ACTIVITY ::
Set the pictures aside and return each record below precisely as written.

★ ★ ★ ★ ★ ★ ★

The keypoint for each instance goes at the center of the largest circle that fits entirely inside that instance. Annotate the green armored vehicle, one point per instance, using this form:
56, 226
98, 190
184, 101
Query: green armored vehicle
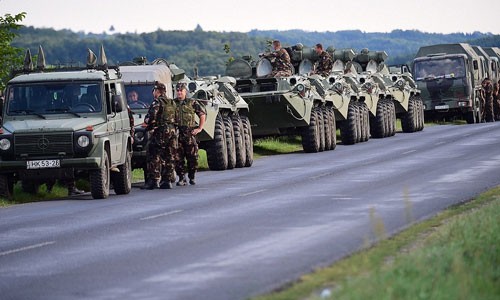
449, 77
66, 123
284, 105
232, 149
227, 134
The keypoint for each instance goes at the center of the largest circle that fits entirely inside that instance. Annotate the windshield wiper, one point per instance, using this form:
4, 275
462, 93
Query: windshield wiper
28, 112
64, 110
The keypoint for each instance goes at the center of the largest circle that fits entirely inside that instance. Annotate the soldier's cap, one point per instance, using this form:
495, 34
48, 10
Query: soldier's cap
180, 86
159, 86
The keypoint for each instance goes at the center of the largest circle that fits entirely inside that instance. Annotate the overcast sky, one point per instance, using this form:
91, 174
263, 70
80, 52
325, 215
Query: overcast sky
97, 16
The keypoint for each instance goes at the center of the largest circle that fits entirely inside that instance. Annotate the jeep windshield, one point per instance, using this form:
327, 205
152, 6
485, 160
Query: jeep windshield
431, 69
42, 99
139, 96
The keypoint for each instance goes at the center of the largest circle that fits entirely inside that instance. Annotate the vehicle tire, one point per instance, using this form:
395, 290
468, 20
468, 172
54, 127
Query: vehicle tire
327, 124
321, 124
30, 187
6, 186
122, 181
333, 128
239, 140
392, 117
217, 147
377, 123
348, 130
231, 149
100, 179
310, 134
408, 120
247, 134
365, 118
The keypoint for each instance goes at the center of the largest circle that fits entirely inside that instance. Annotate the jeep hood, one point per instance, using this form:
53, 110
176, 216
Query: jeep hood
51, 125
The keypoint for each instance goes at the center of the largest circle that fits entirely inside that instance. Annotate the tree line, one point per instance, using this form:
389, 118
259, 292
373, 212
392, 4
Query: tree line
209, 51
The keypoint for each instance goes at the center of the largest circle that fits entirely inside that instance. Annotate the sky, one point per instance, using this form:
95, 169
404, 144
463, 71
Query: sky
97, 16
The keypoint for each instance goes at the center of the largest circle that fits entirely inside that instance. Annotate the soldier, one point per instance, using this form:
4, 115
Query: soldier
160, 119
188, 146
496, 100
487, 86
324, 64
280, 60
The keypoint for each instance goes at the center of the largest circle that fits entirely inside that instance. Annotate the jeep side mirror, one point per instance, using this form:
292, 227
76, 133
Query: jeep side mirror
117, 103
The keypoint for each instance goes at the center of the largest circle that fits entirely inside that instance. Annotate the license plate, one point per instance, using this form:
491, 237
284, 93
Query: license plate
43, 164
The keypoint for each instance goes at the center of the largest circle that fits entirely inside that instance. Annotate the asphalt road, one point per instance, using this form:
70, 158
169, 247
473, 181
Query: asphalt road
242, 232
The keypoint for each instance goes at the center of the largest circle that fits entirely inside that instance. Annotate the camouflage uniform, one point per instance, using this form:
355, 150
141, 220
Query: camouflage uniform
282, 65
496, 100
488, 100
163, 142
188, 146
324, 64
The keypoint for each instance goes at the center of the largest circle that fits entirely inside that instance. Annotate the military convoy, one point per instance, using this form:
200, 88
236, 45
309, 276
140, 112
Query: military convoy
450, 77
360, 96
227, 133
66, 123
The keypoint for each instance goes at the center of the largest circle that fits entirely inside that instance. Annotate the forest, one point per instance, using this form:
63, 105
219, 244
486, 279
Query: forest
209, 51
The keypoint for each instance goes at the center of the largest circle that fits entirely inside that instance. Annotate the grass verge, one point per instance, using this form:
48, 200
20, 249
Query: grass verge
454, 255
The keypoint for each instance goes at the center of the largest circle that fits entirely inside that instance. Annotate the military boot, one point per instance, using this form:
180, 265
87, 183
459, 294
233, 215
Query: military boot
166, 185
150, 185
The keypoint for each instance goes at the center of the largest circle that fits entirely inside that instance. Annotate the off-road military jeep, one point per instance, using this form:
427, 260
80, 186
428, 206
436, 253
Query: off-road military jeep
66, 123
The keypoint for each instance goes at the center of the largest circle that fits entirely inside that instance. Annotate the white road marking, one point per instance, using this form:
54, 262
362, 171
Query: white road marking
251, 193
26, 248
161, 215
408, 152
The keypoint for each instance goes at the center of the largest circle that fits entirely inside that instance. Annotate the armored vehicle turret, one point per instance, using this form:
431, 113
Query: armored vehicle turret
66, 123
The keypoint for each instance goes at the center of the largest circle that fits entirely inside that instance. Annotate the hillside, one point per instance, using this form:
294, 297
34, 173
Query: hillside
205, 49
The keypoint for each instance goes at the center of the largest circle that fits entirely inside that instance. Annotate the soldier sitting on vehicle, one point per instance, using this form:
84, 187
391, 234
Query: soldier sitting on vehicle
324, 64
280, 60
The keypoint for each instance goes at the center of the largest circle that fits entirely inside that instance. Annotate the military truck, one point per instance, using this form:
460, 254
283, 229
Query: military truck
226, 146
449, 77
284, 105
66, 123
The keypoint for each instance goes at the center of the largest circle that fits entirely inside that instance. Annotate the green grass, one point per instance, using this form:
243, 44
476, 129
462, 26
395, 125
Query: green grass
455, 255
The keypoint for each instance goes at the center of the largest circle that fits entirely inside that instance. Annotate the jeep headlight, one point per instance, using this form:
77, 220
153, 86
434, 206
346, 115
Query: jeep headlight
83, 141
5, 144
139, 136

★ ★ ★ ★ ★ ★ ★

YOUR RESPONSE ::
The keypoint for each instance goes at the center of the largest circle that fits entirely inside that instance. Annotate the green armored vehicle, one point per instance, using this form:
56, 226
98, 190
184, 101
Query: green armored vehicle
449, 77
66, 123
284, 105
232, 149
227, 134
The keypoint for each instance goes at the center of the largest circle that fits entirely inside that instance. Annotate the windshield wiper, one point per instance, using this form:
4, 275
462, 93
Query: windshield wiper
28, 112
64, 110
The keypoint for each instance goes at the center of the largest circle that fits entirely inside that instance. Annotate the soldier's cap, one point per instance, using this form:
495, 34
48, 10
Query: soldier's cap
180, 86
159, 86
The keypoint for each instance goes at the center of the largest circle that fits entirely inside that instance. Annotate the overcast sky, one point per instance, using this form:
91, 174
263, 70
80, 52
325, 215
Query: overcast sky
97, 16
The keypoint for each instance goes at the center of the largest circle that fits entirely inside that instance. Annotate the jeep windshield, one point per instance, using this form:
327, 205
152, 6
485, 160
Query: jeep windshield
431, 69
42, 99
139, 96
The keypoint for each instance goes at the center of the largest circle that fits entirely inside that instance. Annotate the vehicle tire, one point per instance, using this form:
395, 290
468, 20
468, 172
54, 127
Query: vehicle tire
327, 124
321, 124
30, 187
6, 186
122, 181
333, 128
239, 140
392, 117
217, 147
377, 123
348, 130
231, 149
100, 179
310, 134
408, 120
247, 134
365, 118
The keypoint for each instance goes at the center of the largest circle that fits entirely inside that instance. Annotate the jeep hood, one point per instance, using this form:
53, 110
176, 216
Query: jeep hood
51, 125
The keypoint for each instance goes at the center of the largest circle that fits entirely inside that instance. Annotate the tree line, one point per instance, using this form:
389, 118
259, 292
373, 212
392, 4
Query: tree line
209, 51
The keypoint for each instance goes at the center of the largest circle that fits entirely inside that instance. Annotate the sky, one point per instance, using this form:
95, 169
404, 144
463, 71
Query: sky
97, 16
The keypoint for each instance goes at the center of the largest circle that fits entirely inside that instance. Annotate the soldier, one point per instance, using this form:
4, 115
Query: soldier
160, 119
188, 146
496, 100
487, 86
324, 64
280, 60
The keypoint for each instance goes at the center of the largest circle that fits entirely inside that instance. Annotate the jeep side mirror, one point per instance, using this form:
292, 227
76, 133
Query: jeep side mirror
117, 103
The keypoint for each instance goes at the center of the largest circle that fits entirely inside that instance. Annotate the license plate, one point per instance, using this form:
491, 237
284, 93
Query: license plate
43, 164
The keypoint for each instance goes at the center of the largest circle that fits entirely inside that instance. Annotate the asphalt road, one point per instance, using this form:
70, 158
169, 247
473, 181
Query: asphalt road
242, 232
The keypoint for each instance goes at the center of the largest circle that fits entirely inside that instance. Annotate the camouflage uniform, one point per instance, using this form:
355, 150
141, 220
Query: camouflage uniform
282, 65
496, 100
488, 100
163, 142
188, 146
324, 64
The keypoint for each instance goes at the center of the largest circle that fits entirely inside that instance. Annotate the military convoy, one point per instance, using this form:
200, 88
236, 45
309, 276
140, 112
Query: military convoy
450, 77
360, 96
227, 133
66, 123
The keypoint for each instance goes at the center of the largest circle that fits entirely inside that instance. Annotate the forest, one point per instance, using this form:
63, 105
219, 244
486, 279
Query: forest
209, 51
The keypoint for each instance goes at the center of the largest circle that fits entirely inside that instance. Annotate the grass verge, one point per instance, using this form:
48, 200
20, 249
Query: grass verge
454, 255
The keypoint for each instance goes at the center of the largest circle that fits entirely inside that instance. Annotate the military boot, one point per instance, using this form:
180, 265
87, 183
459, 294
233, 215
Query: military boot
166, 185
150, 185
The keypoint for each instance goes at the center of the largest circle that fits entirely inside that instance. Annotate the off-road military jeep, one point per instance, using this form:
427, 260
80, 186
428, 206
436, 253
Query: off-road military jeep
66, 123
The keypoint for each instance goes at the center of the largest circle that fits entirely inside that instance. Annotate the white road marking, one point per instance, using this form:
54, 262
362, 171
Query: white road marking
251, 193
26, 248
161, 215
408, 152
The keypoint for each instance goes at the center of the largest circle that fits entirely inside that instance. Annotate the armored vehicle turret, one point per instance, using this form:
431, 113
Query: armored vehicle turret
66, 123
The keypoint for each instance goes at the center of the largest circle that fits entirely inside that instance. Annotate the hillside, one point per instance, using this form:
294, 297
34, 173
Query: hillside
205, 49
The keypoint for each instance goes at the center of the largest circle that fits entirely inside that instance. Annotate the soldier sitting on vehicle, one point per instance, using this form:
84, 187
391, 234
Query: soldier sitting on vehicle
324, 64
280, 60
The keypoint for each instance goes at the center of the largest circle that fits entirely inside that instance. Annotate the military truck, one point per instance, using this form:
460, 254
283, 229
Query: military truck
226, 146
449, 77
284, 105
66, 123
The keypoint for each instance goes at the center of the largest circle that fits entirely inside that instance. Annotate the green grass, one point per instance, using this form:
243, 44
476, 129
462, 26
395, 125
Query: green grass
455, 255
The keypoint for each instance goes at the center of the largest circle that fits entirely inside that instance. Annotate the jeep headlight, one point per instance, using this form:
77, 220
153, 86
434, 206
346, 115
Query: jeep headlight
83, 141
5, 144
139, 136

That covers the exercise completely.